- RECORDS FOR THIS TASK:
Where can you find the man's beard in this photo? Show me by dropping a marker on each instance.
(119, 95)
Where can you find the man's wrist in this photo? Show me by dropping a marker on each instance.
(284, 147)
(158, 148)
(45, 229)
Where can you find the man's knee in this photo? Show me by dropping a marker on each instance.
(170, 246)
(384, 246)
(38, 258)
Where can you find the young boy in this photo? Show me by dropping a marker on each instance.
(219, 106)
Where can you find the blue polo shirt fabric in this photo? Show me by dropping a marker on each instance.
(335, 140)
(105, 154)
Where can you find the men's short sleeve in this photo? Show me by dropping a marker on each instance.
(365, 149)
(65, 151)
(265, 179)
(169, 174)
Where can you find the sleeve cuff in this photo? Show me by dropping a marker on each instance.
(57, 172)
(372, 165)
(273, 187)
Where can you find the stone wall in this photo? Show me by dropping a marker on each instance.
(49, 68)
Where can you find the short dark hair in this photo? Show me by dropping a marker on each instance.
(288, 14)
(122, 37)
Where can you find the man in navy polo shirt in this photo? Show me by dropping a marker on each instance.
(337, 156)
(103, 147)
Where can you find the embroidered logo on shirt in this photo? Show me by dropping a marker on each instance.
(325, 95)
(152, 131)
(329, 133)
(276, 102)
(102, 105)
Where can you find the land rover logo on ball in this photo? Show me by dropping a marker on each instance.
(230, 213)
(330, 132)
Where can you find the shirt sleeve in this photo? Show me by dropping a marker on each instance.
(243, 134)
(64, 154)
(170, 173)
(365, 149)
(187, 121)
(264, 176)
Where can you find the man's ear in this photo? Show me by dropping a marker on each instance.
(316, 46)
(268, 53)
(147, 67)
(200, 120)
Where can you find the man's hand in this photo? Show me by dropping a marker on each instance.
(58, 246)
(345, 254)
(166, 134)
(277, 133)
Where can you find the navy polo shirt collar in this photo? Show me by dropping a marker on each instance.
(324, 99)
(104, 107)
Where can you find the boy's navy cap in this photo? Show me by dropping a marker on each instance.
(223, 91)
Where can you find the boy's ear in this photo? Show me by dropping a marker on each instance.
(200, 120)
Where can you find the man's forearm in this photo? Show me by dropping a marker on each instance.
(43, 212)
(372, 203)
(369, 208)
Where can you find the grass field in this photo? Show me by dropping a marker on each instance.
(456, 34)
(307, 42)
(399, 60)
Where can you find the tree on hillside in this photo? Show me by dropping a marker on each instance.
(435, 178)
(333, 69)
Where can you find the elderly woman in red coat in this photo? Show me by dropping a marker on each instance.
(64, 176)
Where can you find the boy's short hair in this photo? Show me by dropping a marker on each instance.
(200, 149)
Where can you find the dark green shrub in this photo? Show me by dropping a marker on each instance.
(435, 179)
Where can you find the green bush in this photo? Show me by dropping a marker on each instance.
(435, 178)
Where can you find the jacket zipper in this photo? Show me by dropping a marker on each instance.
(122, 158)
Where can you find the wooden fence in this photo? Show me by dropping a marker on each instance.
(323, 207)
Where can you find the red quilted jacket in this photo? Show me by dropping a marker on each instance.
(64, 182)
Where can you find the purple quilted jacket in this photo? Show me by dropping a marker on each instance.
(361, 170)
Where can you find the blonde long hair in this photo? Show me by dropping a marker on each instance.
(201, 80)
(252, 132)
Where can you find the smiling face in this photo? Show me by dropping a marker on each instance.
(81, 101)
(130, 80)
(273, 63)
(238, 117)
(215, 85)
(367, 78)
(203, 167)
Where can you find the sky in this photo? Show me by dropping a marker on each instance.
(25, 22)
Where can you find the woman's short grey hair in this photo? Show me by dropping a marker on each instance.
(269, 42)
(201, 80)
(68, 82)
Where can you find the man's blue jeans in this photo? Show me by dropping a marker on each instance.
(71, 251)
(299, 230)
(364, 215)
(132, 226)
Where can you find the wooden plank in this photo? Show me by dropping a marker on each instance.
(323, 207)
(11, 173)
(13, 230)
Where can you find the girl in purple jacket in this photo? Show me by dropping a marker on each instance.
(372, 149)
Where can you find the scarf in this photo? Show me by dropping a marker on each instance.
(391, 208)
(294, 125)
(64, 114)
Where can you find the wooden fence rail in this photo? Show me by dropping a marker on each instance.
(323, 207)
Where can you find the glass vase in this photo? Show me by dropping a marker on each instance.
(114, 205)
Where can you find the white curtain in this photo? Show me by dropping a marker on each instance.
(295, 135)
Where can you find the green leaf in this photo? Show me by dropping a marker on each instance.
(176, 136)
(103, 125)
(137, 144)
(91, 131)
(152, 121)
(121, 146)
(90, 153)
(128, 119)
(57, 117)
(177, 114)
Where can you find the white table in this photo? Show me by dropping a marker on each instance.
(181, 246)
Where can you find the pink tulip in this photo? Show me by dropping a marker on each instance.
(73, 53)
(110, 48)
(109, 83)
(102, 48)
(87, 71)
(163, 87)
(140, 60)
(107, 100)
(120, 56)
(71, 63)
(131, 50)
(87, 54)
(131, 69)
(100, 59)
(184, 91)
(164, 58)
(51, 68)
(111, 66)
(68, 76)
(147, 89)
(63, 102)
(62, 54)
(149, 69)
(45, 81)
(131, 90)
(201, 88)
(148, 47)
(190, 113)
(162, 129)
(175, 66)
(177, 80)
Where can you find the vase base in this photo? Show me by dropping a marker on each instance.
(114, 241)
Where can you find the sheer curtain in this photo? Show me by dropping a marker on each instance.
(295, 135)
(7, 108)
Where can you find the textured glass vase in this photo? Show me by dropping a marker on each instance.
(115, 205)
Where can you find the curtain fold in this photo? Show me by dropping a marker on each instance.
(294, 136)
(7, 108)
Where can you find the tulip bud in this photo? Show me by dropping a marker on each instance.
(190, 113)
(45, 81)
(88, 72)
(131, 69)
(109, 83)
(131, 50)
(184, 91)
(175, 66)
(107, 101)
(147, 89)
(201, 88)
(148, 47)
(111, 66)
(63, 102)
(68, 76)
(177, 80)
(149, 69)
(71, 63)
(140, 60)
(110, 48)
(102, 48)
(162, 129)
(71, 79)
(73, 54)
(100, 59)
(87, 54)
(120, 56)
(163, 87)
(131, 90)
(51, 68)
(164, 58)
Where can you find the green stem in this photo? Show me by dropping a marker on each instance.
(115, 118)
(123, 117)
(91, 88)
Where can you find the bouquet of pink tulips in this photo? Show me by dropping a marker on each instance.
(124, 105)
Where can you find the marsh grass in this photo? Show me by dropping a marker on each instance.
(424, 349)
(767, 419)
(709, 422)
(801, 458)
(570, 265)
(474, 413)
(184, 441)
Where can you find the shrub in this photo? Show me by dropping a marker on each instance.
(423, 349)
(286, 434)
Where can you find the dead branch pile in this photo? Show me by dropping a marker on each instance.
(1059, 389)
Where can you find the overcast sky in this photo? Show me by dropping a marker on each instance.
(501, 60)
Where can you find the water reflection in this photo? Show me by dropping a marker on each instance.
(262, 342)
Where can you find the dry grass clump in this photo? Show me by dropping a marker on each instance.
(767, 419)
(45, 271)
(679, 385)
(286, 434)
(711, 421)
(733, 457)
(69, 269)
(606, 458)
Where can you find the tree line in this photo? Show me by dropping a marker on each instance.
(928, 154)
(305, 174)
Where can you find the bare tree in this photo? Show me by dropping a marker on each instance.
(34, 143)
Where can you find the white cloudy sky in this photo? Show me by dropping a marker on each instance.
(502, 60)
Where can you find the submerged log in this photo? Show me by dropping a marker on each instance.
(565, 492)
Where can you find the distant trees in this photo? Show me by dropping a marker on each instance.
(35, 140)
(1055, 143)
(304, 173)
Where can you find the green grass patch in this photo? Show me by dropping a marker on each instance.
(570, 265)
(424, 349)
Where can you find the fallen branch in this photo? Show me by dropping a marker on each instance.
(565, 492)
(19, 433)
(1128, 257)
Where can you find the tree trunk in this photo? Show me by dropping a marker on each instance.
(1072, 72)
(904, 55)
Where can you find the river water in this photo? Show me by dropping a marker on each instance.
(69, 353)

- GOAL OF THE EXERCISE:
The expected output is the lines from the one with "Where can you find the overcast" through the end of the data, exactly as written and nothing more.

- YOUR RESPONSE:
Where can you find the overcast sky in this photo? Show me by dropping a marker on each instance.
(501, 60)
Where can you find the water reflection in this photo? Show me by dropping a marker on each instance.
(262, 342)
Where can you find the dry grass clump in this photo? Show me by dropping a marker on each instance.
(767, 419)
(45, 271)
(679, 385)
(286, 434)
(711, 421)
(733, 457)
(69, 269)
(606, 458)
Where can you find the tree line in this photo? Show me by dropping a marker on each instance.
(928, 154)
(305, 174)
Where can you find the bare tree in this photo? Show me by dropping a marker on each instance.
(34, 143)
Where can you find the white cloudy sky in this photo? Show me by dropping a marker on each instance.
(502, 60)
Where can you find the submerged log in this photo? Show me by dropping a marker on each instance.
(565, 492)
Where can you find the distant trees in this photo? Show me by dropping a marker on each instance.
(35, 140)
(1055, 143)
(304, 173)
Where can you find the green grass patch in this photo? Show me by dropping a marker on each instance.
(570, 265)
(424, 349)
Where can you find the fallen branch in this photo? Show me by dropping a marker on each instance.
(565, 492)
(19, 433)
(1128, 257)
Where can you find the tree trunk in this photo? Show me by dropping a marker on each instance.
(1072, 72)
(904, 55)
Where can you find the river water in this photo? Show me by dropping a marker on each instance.
(69, 353)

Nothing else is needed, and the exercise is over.